Position identification records
***

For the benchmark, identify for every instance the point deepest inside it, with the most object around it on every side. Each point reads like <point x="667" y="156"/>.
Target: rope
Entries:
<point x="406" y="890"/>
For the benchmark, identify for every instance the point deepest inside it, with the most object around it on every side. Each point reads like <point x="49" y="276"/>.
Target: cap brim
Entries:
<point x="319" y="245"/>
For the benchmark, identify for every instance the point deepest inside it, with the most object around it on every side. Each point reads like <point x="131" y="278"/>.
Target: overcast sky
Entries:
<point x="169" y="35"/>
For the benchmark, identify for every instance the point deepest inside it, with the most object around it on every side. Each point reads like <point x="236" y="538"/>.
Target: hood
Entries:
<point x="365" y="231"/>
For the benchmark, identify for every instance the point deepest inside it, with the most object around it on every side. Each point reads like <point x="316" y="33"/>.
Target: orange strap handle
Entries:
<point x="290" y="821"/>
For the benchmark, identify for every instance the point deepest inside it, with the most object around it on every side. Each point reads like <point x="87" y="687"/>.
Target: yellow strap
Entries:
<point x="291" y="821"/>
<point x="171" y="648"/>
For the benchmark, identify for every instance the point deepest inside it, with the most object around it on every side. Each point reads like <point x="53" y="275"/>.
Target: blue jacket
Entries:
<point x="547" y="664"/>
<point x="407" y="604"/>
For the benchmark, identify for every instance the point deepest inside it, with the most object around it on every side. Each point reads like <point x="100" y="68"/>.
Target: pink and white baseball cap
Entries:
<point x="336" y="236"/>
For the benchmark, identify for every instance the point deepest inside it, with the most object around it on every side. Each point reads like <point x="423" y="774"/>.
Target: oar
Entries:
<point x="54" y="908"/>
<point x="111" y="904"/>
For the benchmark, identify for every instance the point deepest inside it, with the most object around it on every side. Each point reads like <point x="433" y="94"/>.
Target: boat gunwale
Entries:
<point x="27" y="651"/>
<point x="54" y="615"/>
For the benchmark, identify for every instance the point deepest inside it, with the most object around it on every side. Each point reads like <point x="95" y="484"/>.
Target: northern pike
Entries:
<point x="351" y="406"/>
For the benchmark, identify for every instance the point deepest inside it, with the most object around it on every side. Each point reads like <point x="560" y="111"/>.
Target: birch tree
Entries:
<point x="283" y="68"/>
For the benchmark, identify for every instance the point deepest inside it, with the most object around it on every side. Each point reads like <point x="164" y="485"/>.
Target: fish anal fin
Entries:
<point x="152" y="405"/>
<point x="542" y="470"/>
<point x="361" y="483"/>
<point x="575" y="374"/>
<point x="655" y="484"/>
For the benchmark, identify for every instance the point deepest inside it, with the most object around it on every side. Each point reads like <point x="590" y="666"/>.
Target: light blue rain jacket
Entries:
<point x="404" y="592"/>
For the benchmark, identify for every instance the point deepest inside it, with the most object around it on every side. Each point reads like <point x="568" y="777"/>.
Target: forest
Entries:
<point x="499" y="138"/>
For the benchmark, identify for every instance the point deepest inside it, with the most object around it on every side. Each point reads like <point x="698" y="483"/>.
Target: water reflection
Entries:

***

Instructions to follow: Your task is to retype all the records above with nothing left out.

Solution for this problem:
For the benchmark, identify for every instance the point deepest inside it, with the most object around it on every side. Each point reads like <point x="667" y="156"/>.
Target: rope
Entries:
<point x="406" y="890"/>
For the benchmark, identify for every instance the point deepest inside it, with the most object around it on every side. Each point reads like <point x="49" y="276"/>.
Target: cap brim
Entries:
<point x="319" y="245"/>
For the benchmark, identify for every instance the point deepest inside it, with the most object around it on every side. Each point reads like <point x="131" y="278"/>.
Target: overcast sky
Entries:
<point x="169" y="35"/>
For the benchmark, identify for every instance the point deepest inside it, with the most object around it on every side. Each point reads like <point x="236" y="538"/>.
Target: hood
Entries:
<point x="365" y="231"/>
For the benchmark, identify for every instance the point deepest inside it, with the most object around it on every side. Each point reads like <point x="316" y="33"/>.
Target: orange strap handle
Entries:
<point x="290" y="821"/>
For the benchmark, identify for every instance the point deepest inside it, with the most object around it on every side. Each point reads like <point x="87" y="687"/>.
Target: yellow strap
Entries:
<point x="291" y="821"/>
<point x="171" y="648"/>
For the benchmark, identify for every instance the point deepest inside it, with the most object around it on every side. Each point reads like <point x="53" y="275"/>.
Target: blue jacket
Entries:
<point x="547" y="664"/>
<point x="407" y="604"/>
For the benchmark, identify for every instance the point deepest inside it, with the most object around it on every side. Each point reads like <point x="100" y="68"/>.
Target: pink and white baseball cap
Entries:
<point x="336" y="236"/>
For the benchmark, identify for every instance the point deepest inside it, with the most object around it on every side. Each point reads like <point x="423" y="774"/>.
Target: oar
Entries:
<point x="54" y="908"/>
<point x="111" y="904"/>
For the benchmark, identify for every instance the point deepest inside it, with the most object around it on every side. Each point reads like <point x="433" y="94"/>.
Target: boat gunwale
Entries:
<point x="27" y="651"/>
<point x="54" y="615"/>
For the benchmark, identify for every instance the point deepest inside it, with the most object around it on every side. Each point reads like <point x="95" y="484"/>.
Target: northern pike
Entries:
<point x="351" y="406"/>
For the benchmark, identify for every instance the point deepest inside it, with the most object around it on every side. Each point reads like <point x="560" y="111"/>.
Target: birch tree
Entries:
<point x="283" y="68"/>
For the benchmark, identify for every instance the point deepest inside it, with the most object around it on every side. Each point reads like <point x="164" y="485"/>.
Target: fish anal fin
Entries:
<point x="152" y="405"/>
<point x="542" y="470"/>
<point x="361" y="483"/>
<point x="575" y="374"/>
<point x="655" y="484"/>
For the benchmark, identify for every instance the point deepest inside it, with the most object around it on every side. Each point reads like <point x="590" y="666"/>.
Target: light blue rain jacket
Entries:
<point x="404" y="592"/>
For the benchmark, identify for every instance the point deepest inside it, with the most object around it on every side. Each point reads like <point x="568" y="777"/>.
Target: forest
Entries:
<point x="499" y="138"/>
For the benchmark, identify for every instance the point deepest inside it, with the most object around it on every side. Each point reads like <point x="698" y="483"/>.
Target: water reflection
Entries:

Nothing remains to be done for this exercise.